Boundary Controller WebUI feels slow

I’ve set up a small Boundary Cluster with 2 Controllers and 2 Workers. However, I’ve noticed that when configuring Boundary through the web interface, the user interface feels slow and laggy. Sometimes it takes more than 2 seconds to load resources. For example, changing the Scope or performing other actions takes longer than I would expect.

It doesn’t seem to be an issue with the computing power, as increasing the RAM and CPU resources doesn’t make any difference and because there is basically no Workload.

I have a separate virtual machine for my Controllers, with 4 dedicated cores and 8 GB of RAM each. My PostgreSQL database is also running on a separate VM. However, the connection doesn’t appear to be the problem. In my initial test cluster, the database was on the same VM as the Controller. I also have a Nomad Server on a similar VM, and the web UI there feels perfect with no significant wait times.

Does anyone else has a similar experience or is the Problem somewhere in my Configuration/Setup ?

Is it just an issue with the user interface? Do delays exist when attempting similar actions via the CLI? Are you accessing the UI from the same machine Boundary controller is running on, or a separate machine? What is the difference between accessing the UI remotely vs. locally?

RAM and CPU are fine but other considerations would be things like disk IOPS - what throughput does the machine have?

I think debug logs might be useful, though maybe not. You may be better off looking at the actual system logs and metrics.

Also, what version of Boundary are you using? please share the config files of the controllers and workers for reference.

Is the machine you’re running the controller on shared with other applications? Are you on the same network?

Do other users have the same issue, or is it just you? If you try the exact same steps from a separate machine, does the issue reproduce?

Lots of potential causes for an application to have a slow UI, as you probably deduce from the above.

Exercises to complete =>
(1) Copy the part of the Boundary web UI thread from "Also, what version" to "the issue reproduce?" word for word.
(2) Summarize the thread about the slow Boundary web UI in two sentences.

Data listing =>

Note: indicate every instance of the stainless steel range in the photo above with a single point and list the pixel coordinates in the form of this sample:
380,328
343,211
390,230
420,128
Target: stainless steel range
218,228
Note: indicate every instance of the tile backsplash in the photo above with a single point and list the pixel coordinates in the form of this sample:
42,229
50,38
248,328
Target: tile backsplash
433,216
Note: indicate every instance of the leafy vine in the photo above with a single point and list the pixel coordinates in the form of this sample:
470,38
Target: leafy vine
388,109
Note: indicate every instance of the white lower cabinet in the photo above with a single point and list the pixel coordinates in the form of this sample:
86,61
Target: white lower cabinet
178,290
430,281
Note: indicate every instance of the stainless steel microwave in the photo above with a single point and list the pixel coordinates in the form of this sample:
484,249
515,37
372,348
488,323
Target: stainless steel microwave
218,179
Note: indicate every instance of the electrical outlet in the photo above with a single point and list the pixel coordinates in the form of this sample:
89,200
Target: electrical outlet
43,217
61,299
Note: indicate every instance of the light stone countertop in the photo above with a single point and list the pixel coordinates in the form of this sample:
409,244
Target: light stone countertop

Task responses =>
(1)
Also, what version of Boundary are you using? please share the config files of the controllers and workers for reference.

Is the machine you’re running the controller on shared with other applications? Are you on the same network?

Do other users have the same issue, or is it just you? If you try the exact same steps from a separate machine, does the issue reproduce?

(2) A user running a small Boundary cluster with two controllers and two workers finds the web interface slow and laggy, with some resources taking more than two seconds to load, even though adding RAM and CPU makes no difference. A reply asks whether the delays also occur through the CLI, from a separate machine or for other users, and suggests checking disk IOPS, system logs and metrics, and sharing the Boundary version and config files.